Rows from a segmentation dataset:
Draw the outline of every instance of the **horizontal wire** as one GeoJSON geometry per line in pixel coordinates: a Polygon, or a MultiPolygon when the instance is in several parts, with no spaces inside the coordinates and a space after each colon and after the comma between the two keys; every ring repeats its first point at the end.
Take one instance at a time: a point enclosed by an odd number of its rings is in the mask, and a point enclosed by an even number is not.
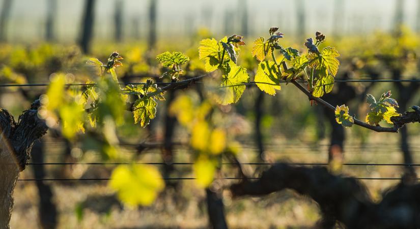
{"type": "MultiPolygon", "coordinates": [[[[305,80],[297,80],[298,82],[300,83],[304,83],[307,82],[305,80]]],[[[334,82],[420,82],[420,79],[336,79],[334,80],[334,82]]],[[[199,82],[194,82],[193,83],[203,83],[204,82],[199,81],[199,82]]],[[[285,80],[281,80],[279,83],[287,83],[285,80]]],[[[189,84],[191,83],[191,82],[182,82],[182,81],[180,82],[156,82],[155,83],[159,85],[169,85],[172,84],[189,84]]],[[[143,85],[145,84],[145,82],[126,82],[126,83],[119,83],[120,85],[143,85]]],[[[269,83],[266,82],[258,82],[258,81],[250,81],[250,82],[246,82],[243,83],[242,84],[238,84],[239,85],[246,85],[246,84],[255,84],[256,83],[261,83],[261,84],[272,84],[272,85],[277,85],[276,84],[274,83],[269,83]]],[[[67,83],[66,84],[66,86],[90,86],[90,85],[95,85],[96,83],[67,83]]],[[[21,84],[0,84],[0,87],[2,88],[6,88],[6,87],[46,87],[49,85],[48,83],[21,83],[21,84]]]]}
{"type": "MultiPolygon", "coordinates": [[[[27,165],[124,165],[124,164],[148,164],[148,165],[193,165],[192,162],[51,162],[51,163],[28,163],[27,165]]],[[[245,162],[245,163],[232,163],[222,162],[219,164],[221,165],[278,165],[278,164],[289,164],[292,165],[328,165],[327,163],[301,163],[301,162],[286,162],[286,163],[267,163],[267,162],[245,162]]],[[[348,166],[419,166],[420,164],[406,164],[406,163],[345,163],[343,165],[348,166]]]]}
{"type": "MultiPolygon", "coordinates": [[[[381,177],[344,177],[344,178],[353,178],[356,180],[400,180],[402,178],[381,178],[381,177]]],[[[196,180],[197,178],[193,177],[177,177],[177,178],[162,178],[162,180],[196,180]]],[[[257,180],[260,178],[251,177],[251,178],[241,178],[241,177],[223,177],[219,178],[215,178],[215,180],[257,180]]],[[[420,180],[420,178],[416,178],[416,180],[420,180]]],[[[18,179],[17,181],[108,181],[111,180],[110,178],[57,178],[57,179],[18,179]]]]}

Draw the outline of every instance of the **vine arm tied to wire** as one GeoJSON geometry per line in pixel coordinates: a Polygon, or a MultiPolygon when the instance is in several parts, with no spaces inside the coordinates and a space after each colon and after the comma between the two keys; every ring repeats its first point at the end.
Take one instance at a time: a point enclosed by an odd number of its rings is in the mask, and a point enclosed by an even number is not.
{"type": "MultiPolygon", "coordinates": [[[[306,90],[306,89],[302,86],[300,83],[296,81],[295,80],[292,80],[291,82],[299,90],[307,96],[309,99],[317,101],[318,103],[325,106],[333,111],[335,110],[335,107],[334,107],[334,106],[331,105],[320,98],[314,96],[312,95],[312,93],[306,90]]],[[[383,127],[380,126],[373,126],[364,122],[362,122],[356,119],[354,117],[353,119],[354,121],[354,124],[374,131],[376,131],[377,132],[398,133],[398,129],[407,123],[420,122],[420,115],[417,114],[415,111],[406,111],[401,116],[396,116],[391,118],[391,120],[394,124],[394,127],[383,127]]]]}

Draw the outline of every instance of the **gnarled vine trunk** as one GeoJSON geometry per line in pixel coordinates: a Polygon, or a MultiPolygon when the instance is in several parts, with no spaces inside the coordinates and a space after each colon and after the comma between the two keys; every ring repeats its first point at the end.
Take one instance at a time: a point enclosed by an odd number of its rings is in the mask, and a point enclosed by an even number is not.
{"type": "Polygon", "coordinates": [[[32,145],[48,129],[37,116],[39,100],[19,117],[17,122],[9,112],[0,109],[0,228],[10,228],[13,190],[19,173],[30,158],[32,145]]]}

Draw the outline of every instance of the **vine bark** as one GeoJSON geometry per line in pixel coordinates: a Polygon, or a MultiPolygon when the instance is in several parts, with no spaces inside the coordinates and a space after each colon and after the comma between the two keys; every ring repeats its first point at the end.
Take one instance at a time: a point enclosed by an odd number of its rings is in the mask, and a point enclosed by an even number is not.
{"type": "Polygon", "coordinates": [[[13,190],[20,171],[31,157],[34,142],[48,127],[38,117],[39,100],[19,117],[17,122],[7,110],[0,109],[0,228],[10,228],[13,190]]]}

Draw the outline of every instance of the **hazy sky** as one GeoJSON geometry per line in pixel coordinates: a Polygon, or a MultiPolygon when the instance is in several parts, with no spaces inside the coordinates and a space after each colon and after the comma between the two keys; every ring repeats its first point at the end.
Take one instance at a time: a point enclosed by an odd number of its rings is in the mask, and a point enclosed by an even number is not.
{"type": "MultiPolygon", "coordinates": [[[[3,3],[3,0],[0,0],[3,3]]],[[[84,0],[57,0],[56,28],[62,40],[73,40],[80,25],[84,0]]],[[[338,0],[339,1],[340,0],[338,0]]],[[[158,26],[160,35],[184,35],[201,25],[210,26],[215,33],[223,32],[223,18],[227,12],[237,14],[239,4],[244,0],[157,0],[158,26]]],[[[306,27],[310,33],[320,30],[328,33],[333,28],[337,0],[302,0],[305,5],[306,27]]],[[[341,0],[341,32],[367,33],[377,29],[388,30],[393,26],[397,2],[404,2],[406,22],[414,27],[420,0],[341,0]]],[[[14,0],[9,25],[10,39],[27,40],[42,39],[44,34],[47,0],[14,0]]],[[[97,0],[95,36],[111,36],[113,8],[116,0],[97,0]]],[[[282,31],[293,33],[296,28],[297,0],[247,0],[250,30],[260,33],[272,25],[282,31]]],[[[125,34],[129,36],[133,21],[137,21],[140,32],[147,31],[149,0],[122,0],[125,34]]],[[[1,7],[2,5],[0,5],[1,7]]],[[[235,28],[239,29],[238,17],[235,17],[235,28]]],[[[112,37],[110,37],[111,39],[112,37]]]]}

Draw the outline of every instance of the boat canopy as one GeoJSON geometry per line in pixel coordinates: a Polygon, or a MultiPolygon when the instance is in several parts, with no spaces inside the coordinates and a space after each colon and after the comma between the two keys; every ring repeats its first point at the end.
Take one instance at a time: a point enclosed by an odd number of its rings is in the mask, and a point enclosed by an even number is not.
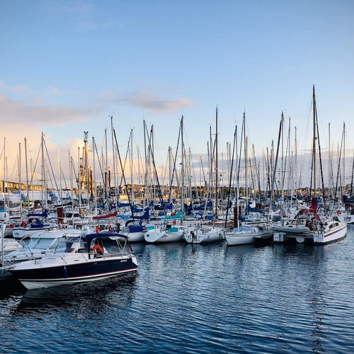
{"type": "Polygon", "coordinates": [[[122,239],[127,239],[127,236],[122,235],[121,234],[118,234],[116,232],[110,232],[109,234],[105,232],[101,232],[99,234],[88,234],[87,235],[83,236],[82,239],[87,242],[87,244],[90,244],[93,240],[95,239],[107,239],[111,237],[120,237],[122,239]]]}

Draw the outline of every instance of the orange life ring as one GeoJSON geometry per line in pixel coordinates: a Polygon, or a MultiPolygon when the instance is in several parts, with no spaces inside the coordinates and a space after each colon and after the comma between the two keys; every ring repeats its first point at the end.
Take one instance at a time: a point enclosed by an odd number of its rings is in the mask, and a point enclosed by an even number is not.
{"type": "Polygon", "coordinates": [[[95,253],[103,254],[103,249],[99,244],[93,246],[92,249],[93,250],[93,252],[95,252],[95,253]]]}

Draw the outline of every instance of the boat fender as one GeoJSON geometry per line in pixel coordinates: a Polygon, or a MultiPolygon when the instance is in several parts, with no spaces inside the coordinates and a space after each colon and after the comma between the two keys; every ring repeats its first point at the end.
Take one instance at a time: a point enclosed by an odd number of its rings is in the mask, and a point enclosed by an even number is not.
{"type": "Polygon", "coordinates": [[[99,244],[93,246],[92,249],[95,253],[103,254],[103,249],[99,244]]]}

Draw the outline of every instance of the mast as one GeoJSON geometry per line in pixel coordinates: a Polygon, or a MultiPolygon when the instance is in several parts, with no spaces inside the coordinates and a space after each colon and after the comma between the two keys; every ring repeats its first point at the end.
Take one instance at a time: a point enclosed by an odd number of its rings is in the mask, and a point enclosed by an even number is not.
{"type": "MultiPolygon", "coordinates": [[[[27,209],[28,212],[30,212],[30,190],[28,185],[28,166],[27,164],[27,139],[25,137],[25,184],[27,185],[27,209]]],[[[22,216],[22,215],[21,215],[22,216]]]]}
{"type": "Polygon", "coordinates": [[[133,169],[132,169],[132,147],[133,147],[133,142],[132,142],[132,135],[133,130],[130,130],[130,184],[132,187],[132,202],[134,205],[135,200],[135,195],[134,190],[134,183],[133,183],[133,169]]]}
{"type": "Polygon", "coordinates": [[[181,118],[181,142],[182,157],[182,169],[181,172],[181,210],[184,215],[184,142],[183,142],[183,116],[181,118]]]}
{"type": "Polygon", "coordinates": [[[110,133],[112,136],[112,153],[113,153],[113,176],[114,176],[114,195],[115,199],[115,210],[118,210],[118,191],[117,191],[117,171],[116,171],[116,164],[115,164],[115,149],[114,145],[114,139],[113,139],[113,116],[110,116],[110,133]]]}
{"type": "Polygon", "coordinates": [[[21,143],[18,144],[18,182],[20,183],[20,214],[22,215],[21,143]]]}
{"type": "Polygon", "coordinates": [[[246,188],[246,210],[245,214],[249,214],[249,191],[247,189],[247,139],[246,139],[246,112],[244,112],[244,175],[246,188]]]}
{"type": "Polygon", "coordinates": [[[217,105],[216,108],[215,115],[215,219],[217,220],[217,180],[219,179],[219,174],[217,171],[217,105]]]}
{"type": "MultiPolygon", "coordinates": [[[[314,93],[314,85],[312,86],[312,108],[314,118],[314,139],[312,142],[312,157],[313,157],[313,170],[314,170],[314,197],[316,197],[316,96],[314,93]]],[[[310,190],[311,192],[311,190],[310,190]]]]}

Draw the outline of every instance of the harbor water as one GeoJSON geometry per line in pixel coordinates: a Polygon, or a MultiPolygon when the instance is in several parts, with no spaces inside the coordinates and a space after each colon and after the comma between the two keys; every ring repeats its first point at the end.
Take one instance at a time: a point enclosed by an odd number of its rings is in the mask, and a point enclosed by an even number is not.
{"type": "Polygon", "coordinates": [[[0,284],[0,353],[354,353],[354,227],[326,246],[132,244],[137,274],[0,284]]]}

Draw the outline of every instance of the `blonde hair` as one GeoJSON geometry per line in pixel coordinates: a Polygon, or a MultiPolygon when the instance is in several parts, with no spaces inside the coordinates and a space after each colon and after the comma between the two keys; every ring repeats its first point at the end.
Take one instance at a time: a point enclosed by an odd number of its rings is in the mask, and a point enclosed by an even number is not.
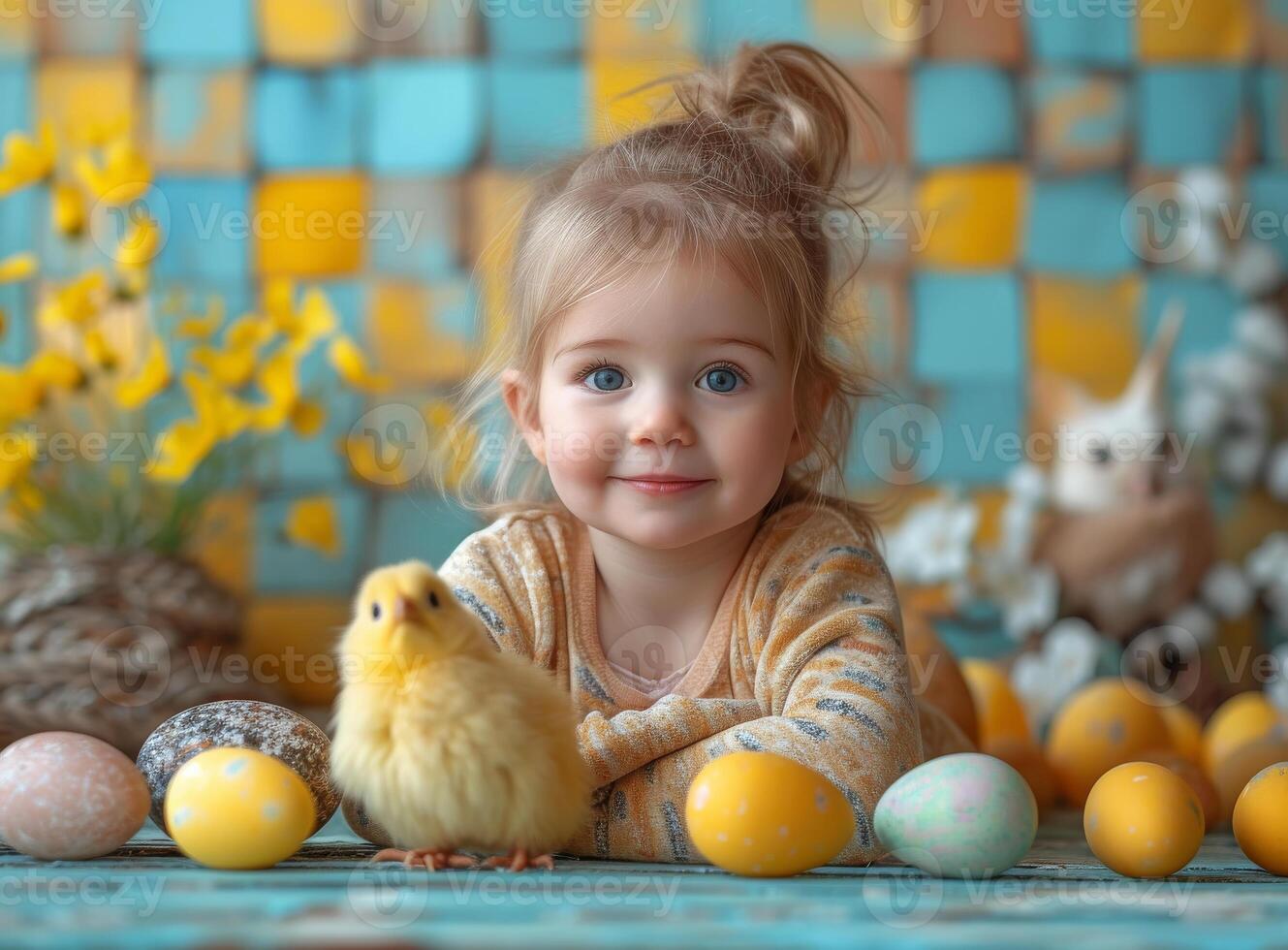
{"type": "MultiPolygon", "coordinates": [[[[889,131],[868,95],[804,44],[744,43],[721,68],[665,76],[626,94],[658,82],[674,84],[674,99],[652,124],[560,162],[537,180],[515,232],[506,331],[456,396],[453,425],[464,427],[457,433],[489,433],[495,415],[510,437],[495,472],[488,472],[486,452],[456,459],[451,494],[488,518],[563,508],[545,467],[496,401],[501,371],[515,367],[532,383],[524,407],[531,410],[544,348],[563,313],[641,264],[719,257],[786,331],[796,423],[809,446],[783,473],[765,513],[795,501],[846,501],[862,509],[846,498],[844,468],[858,402],[869,391],[858,345],[860,315],[842,291],[867,257],[867,229],[855,205],[867,195],[840,187],[857,142],[846,93],[872,117],[867,130],[881,151],[889,131]],[[676,106],[679,113],[667,117],[676,106]],[[833,211],[844,215],[848,229],[859,224],[858,242],[824,231],[833,211]],[[840,264],[855,250],[858,259],[842,276],[840,264]],[[802,375],[815,388],[796,385],[802,375]]],[[[875,168],[871,193],[887,170],[884,161],[875,168]]],[[[452,436],[452,445],[470,443],[452,436]]],[[[453,460],[438,458],[434,478],[446,490],[446,467],[453,460]]]]}

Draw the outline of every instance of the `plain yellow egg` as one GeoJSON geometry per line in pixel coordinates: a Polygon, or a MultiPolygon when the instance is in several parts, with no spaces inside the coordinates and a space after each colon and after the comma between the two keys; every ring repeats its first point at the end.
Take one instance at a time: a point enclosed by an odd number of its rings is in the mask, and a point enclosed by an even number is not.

OBJECTIVE:
List every line of the items above that contains the word "boat".

RIGHT ANSWER:
Draw the outline of every instance of the boat canopy as one GeoJSON geometry per line in pixel coordinates: a Polygon, or a MultiPolygon when the instance is in several parts, with no spaces inside the coordinates and a space after each colon and after the comma between the two keys; every ring repeats its first point at the end.
Draw the outline of every instance of the boat fender as one GeoJSON geometry per line in pixel coordinates: a Polygon, or a MultiPolygon when the instance is in several parts, with no spaces inside the coordinates and a space after each colon and after the comma between the two keys; every ring repeats its first point at the end.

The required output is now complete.